= Reading passage =
*** Block opens ***

Personal information
- Full name: Euphrasia Louise Donnelly
- Nickname: "Fraze"
- National team: United States
- Born: June 6, 1905 Indianapolis, Indiana, U.S.
- Died: May 20, 1963 (aged 57) Warsaw, Indiana, U.S.
- Occupations: Professional swimmer Swim instructor, swimming careers X-Ray and lab tech
- Height: 5 ft 4 in (1.63 m)
- Spouses: Bruce Raymond Bungard (1934) Richard L. Berlin (1957)

Sport
- Sport: Swimming
- Strokes: Freestyle
- Club: Hoosier Athletic Club
- Coach: William S. Merriam (Hoosier Athletic) Louis De B. Handley ('24 Olympics)

Medal record
Women's swimming
Representing the United States
Olympic Games
| Gold medal – first place | 1924 Paris | 4×100 m freestyle relay |

= Euphrasia Donnelly =

American swimmer (1905–1963)

Euphrasia Louise "Fraze" Donnelly (June 6, 1905 – May 20, 1963), also known by her married names Euphrasia Donnelly Bungard, and later Euphrasia Bungard Berlin, was an American competition swimmer, Olympic champion in the 4x100-meter freestyle relay, and former world record-holder. She would later swim professionally, marry twice, serve as an instructor with Saint Mary-of-the-Woods College, hold a variety of swimming-related jobs, and work for a period as an X-ray and lab technician in Warsaw, Indiana.

*** Block closes ***

= The problem =
Continue the Euphrasia Donnelly biography from the point where it stops.

[Stored records]
*** Block opens ***

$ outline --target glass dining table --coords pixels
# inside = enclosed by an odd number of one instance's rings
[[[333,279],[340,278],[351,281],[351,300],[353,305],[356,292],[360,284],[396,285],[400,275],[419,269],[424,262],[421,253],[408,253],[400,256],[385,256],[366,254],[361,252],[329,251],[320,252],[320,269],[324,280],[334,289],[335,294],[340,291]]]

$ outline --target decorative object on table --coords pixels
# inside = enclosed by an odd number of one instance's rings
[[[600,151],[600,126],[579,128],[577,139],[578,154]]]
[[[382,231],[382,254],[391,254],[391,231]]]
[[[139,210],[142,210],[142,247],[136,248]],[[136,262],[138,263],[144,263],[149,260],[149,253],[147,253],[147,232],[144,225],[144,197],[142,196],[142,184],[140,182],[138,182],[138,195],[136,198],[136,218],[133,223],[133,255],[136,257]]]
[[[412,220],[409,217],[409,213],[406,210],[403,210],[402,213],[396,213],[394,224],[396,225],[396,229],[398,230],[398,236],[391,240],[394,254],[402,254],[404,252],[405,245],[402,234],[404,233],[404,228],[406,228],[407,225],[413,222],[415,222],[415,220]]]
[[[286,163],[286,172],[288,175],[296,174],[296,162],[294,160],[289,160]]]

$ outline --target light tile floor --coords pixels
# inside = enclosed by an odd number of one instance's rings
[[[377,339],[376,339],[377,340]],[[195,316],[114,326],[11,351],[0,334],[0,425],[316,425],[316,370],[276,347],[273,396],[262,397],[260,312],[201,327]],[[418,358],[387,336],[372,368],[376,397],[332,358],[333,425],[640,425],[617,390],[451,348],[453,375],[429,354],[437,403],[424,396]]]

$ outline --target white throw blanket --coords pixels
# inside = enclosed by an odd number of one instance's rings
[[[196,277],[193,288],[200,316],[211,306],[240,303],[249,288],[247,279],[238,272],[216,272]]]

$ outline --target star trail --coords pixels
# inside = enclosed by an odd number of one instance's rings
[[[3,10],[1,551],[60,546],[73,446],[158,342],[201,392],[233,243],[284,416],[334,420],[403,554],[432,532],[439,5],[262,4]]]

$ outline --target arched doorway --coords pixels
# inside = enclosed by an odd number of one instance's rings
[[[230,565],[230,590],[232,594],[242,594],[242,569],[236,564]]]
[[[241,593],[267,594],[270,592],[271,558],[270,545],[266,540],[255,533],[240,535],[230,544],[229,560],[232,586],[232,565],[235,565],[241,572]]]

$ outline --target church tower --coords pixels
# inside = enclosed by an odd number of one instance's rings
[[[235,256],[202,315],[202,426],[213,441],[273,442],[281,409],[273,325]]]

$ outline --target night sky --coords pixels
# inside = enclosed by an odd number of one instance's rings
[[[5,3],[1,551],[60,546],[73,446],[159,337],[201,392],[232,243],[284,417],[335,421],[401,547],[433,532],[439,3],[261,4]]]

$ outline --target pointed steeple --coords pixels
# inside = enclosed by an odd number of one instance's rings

*** Block closes ***

= Result =
== Early life ==
Donnelly was born on June 6, 1905, in Indianapolis to Maurice Donnelly, of Irish descent, and Sarah Jane McCarthy. She was one of seven children: Maurice, Eileen, Mary, Cecile, Virginia, and Crawford. Fraze, as she was called by her family and friends, was known for her athleticism and quick sense of humor. Donnelly attended Technical High School in Indianapolis, and began training and competing in races by the age of ten with the Hoosier Athletic Club in her hometown of Indianapolis, where she remained through most of her swimming career prior to the Olympics. One of her earliest and most influential coaches was Indianapolis's William S. Merriam, who coached her with the Hoosier Athletic Club. He would later coach swimming and water polo at the University of Pennsylvania from 1927 to 1943. His coaching career included stints with the Indianapolis Athletic Club, and Indiana University, in addition to the Hoosier Athletic Club. At a Hoosier Athletic Club meet on November 3, 1923, Donnelly set a 100-yard freestyle AAU Indiana State record of 1:09.2, breaking the old record by a full second. During her swimming career, Donnelly held Indiana State records in the 50, 100, and 220-yard freestyle events. In addition to her highly competitive times in swimming events in Indiana and Kentucky, Donnelly also excelled in several diving competitions.

== 1924 Paris Olympic gold ==
Donnelly secured her place on the 1924 U.S. women's team by placing third in the 100-meter freestyle at the June 7–8, 1924 Olympic trials at Briarcliff Lodge, just North of New York City. The U.S. team later sailed to Paris aboard the S.S. America, where the U.S. Olympic Women's swim team was favored to win the individual freestyle events, as well as Donnelly's 4x100 freestyle relay event.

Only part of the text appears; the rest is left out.